> INSTRUÇÃO DA TAREFA 1: Indique se cada afirmação concorda com o trecho sobre a Cracolândia: (a) o fluxo de pessoas nas manhãs passou de 300 para 800; (b) os furtos e roubos no entorno aumentaram 65%; (c) a internação compulsória deferida pela Justiça vale por sessenta dias. Para cada uma, responda sim ou não e cite literalmente as palavras do trecho que decidem a questão.
> INSTRUÇÃO DA TAREFA 2: Prossiga com o trecho sobre a Cracolândia a partir da última frase apresentada.

> TRECHO:
####################
Com a chegada do PCC, o tráfico ficou mais pesado e profissional na Cracolândia. Os antigos caixotes improvisados deram lugar ao “feirão das drogas”. A venda de entorpecentes dobrou no período, atraindo mais consumidores. O fluxo cresceu de 300 para 800 pessoas nas manhãs, com picos de 1 200 à noite.
Houve também um aumento de 56% na quantidade de furtos e roubos no entorno. “Os criminosos passaram a usar os dependentes químicos como escudo e os insuflavam contra a polícia”, diz Ruy Ferraz, diretor do Denarc.
Profissionais de saúde que atuam na área notaram uma mudança de comportamento importante dos usuários. “Eles foram acolhidos pelo PCC e ficaram ainda mais arredios a aceitar tratamento”, afirmou um deles a VEJA SÃO PAULO, com a condição de não ser identificado.
A exemplo do que ocorreu em ocasiões anteriores, as autoridades prometem não arredar pé da área e prosseguir no combate ao crime e no atendimento aos usuários. Na sexta, 26, a Justiça deferiu o pedido da prefeitura para internar compulsoriamente os casos mais graves de dependentes, após avaliação de uma equipe médica multidisciplinar e autorização de um juiz. A medida vale por trinta dias.
####################
> REGISTROS DE DADOS:

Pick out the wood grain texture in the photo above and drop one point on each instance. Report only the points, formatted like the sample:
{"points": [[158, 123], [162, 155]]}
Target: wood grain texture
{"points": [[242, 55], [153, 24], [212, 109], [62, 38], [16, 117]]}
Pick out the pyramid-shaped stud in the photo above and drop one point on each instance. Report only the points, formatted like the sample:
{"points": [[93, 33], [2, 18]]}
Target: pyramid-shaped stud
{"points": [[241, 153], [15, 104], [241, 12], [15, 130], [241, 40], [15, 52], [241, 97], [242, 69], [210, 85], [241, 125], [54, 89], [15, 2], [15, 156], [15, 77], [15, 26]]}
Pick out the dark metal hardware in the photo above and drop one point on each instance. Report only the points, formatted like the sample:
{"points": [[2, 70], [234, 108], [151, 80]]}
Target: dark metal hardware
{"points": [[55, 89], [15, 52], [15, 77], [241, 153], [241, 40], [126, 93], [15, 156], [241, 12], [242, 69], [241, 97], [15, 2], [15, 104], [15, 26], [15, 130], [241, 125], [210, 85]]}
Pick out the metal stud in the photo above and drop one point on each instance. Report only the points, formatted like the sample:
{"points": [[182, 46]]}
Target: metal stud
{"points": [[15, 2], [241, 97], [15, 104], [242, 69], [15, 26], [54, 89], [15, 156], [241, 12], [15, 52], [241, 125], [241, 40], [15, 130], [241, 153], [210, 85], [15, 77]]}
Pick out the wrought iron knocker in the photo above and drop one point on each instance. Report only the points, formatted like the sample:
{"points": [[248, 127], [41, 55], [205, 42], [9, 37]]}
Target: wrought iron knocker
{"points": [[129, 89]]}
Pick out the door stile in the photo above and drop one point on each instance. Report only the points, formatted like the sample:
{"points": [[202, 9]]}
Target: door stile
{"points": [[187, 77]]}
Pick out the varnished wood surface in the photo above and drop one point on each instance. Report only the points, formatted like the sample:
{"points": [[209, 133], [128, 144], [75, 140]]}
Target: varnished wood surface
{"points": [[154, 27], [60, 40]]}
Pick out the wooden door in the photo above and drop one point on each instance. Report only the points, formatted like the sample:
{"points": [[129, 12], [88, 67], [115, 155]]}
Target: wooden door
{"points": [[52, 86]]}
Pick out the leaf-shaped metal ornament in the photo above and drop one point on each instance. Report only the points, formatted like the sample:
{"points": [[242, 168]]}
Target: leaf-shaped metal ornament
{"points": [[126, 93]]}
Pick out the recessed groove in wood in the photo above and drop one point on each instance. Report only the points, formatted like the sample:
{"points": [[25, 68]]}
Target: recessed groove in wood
####################
> RESPOSTA DO EXERCÍCIO 1:
(a) Sim: "O fluxo cresceu de 300 para 800 pessoas nas manhãs".
(b) Não: "Houve também um aumento de 56% na quantidade de furtos e roubos no entorno."
(c) Não: "A medida vale por trinta dias."

> RESPOSTA DO EXERCÍCIO 2:
Ao mesmo tempo, Doria trata de tirar do papel as etapas previstas do Redenção. As ações do poder executivo municipal receberam críticas duras. “É o pedido mais esdrúxulo que vi em toda a minha vida”, afirmou o promotor da Saúde Arthur Pinto Filho, referindo- se à questão da internação compulsória. “É uma caçada humana que não tem paralelo no mundo.”
Ainda que alguns dos atropelos recentes mereçam mesmo fortes e indignadas objeções, a gritaria exagerada desvia o foco do principal: não há mais como uma cidade civilizada conviver com as cenas do “feirão das drogas” e o estado de abandono dos dependentes.
Chegou-se a um ponto em que a coleta de lixo foi interrompida no local porque os empregados das companhias de limpeza tinham medo de pôr o pé no lugar. Nem mesmo a polícia comunitária conseguia fazer seu trabalho. A cabo Roseane Beserra promovia semanalmente um grupo de oração que chegava a contar com 100 pessoas. “De dezembro para cá, as reuniões foram proibidas pelos traficantes”, revela. “Os bandidos não deixavam mais ninguém chegar perto da gente.”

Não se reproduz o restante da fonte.